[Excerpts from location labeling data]
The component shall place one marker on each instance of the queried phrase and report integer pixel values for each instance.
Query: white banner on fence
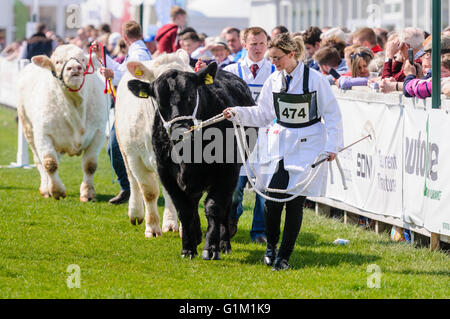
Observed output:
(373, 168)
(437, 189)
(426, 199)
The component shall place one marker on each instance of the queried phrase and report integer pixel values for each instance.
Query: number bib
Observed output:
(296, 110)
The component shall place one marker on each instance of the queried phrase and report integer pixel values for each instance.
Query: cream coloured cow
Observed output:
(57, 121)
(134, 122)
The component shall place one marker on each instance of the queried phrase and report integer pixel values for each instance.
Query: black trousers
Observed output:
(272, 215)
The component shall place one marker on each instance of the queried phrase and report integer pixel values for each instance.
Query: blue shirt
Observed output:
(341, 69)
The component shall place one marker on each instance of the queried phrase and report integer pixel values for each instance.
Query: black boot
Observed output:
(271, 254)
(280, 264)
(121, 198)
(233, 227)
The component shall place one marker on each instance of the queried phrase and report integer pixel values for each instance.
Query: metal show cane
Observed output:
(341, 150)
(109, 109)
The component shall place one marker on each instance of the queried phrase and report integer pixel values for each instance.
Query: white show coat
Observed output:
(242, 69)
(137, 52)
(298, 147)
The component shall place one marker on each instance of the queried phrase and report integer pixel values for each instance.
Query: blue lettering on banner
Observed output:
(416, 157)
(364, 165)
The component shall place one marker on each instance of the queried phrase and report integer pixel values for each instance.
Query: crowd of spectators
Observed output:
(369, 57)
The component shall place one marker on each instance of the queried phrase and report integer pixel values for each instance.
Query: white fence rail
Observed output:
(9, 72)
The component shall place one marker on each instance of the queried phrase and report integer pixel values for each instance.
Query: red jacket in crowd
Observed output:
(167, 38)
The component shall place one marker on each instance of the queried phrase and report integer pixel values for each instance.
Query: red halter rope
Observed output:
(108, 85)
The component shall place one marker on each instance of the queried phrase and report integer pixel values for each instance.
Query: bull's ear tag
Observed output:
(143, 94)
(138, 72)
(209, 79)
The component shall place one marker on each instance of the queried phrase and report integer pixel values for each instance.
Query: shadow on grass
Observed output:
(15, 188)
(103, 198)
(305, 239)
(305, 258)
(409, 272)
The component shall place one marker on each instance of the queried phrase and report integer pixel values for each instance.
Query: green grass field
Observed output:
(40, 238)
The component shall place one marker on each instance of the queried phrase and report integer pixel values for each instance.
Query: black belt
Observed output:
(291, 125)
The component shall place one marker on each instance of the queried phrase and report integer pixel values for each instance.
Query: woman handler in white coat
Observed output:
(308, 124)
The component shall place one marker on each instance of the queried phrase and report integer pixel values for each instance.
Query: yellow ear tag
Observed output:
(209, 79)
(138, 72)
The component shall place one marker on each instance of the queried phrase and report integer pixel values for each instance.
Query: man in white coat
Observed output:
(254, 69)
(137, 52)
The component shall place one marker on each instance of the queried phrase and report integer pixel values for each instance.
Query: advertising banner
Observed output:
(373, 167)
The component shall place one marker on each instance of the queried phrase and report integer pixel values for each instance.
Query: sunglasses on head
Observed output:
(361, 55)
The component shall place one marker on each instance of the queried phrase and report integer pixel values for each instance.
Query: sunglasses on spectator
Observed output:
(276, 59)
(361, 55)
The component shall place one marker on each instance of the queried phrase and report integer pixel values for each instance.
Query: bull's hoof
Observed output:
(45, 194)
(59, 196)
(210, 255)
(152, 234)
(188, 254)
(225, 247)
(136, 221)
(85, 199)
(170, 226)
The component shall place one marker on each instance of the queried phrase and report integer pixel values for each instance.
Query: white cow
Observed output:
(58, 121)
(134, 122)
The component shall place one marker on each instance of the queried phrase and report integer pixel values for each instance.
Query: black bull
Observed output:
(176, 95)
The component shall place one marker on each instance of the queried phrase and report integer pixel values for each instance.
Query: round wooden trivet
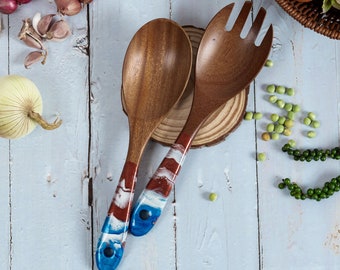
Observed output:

▶ AIM
Pick out each line in the listing above that contains the word "fence" and copy those lines in full.

▶ EXERCISE SOLUTION
Query: white banner on fence
Query: white fence rail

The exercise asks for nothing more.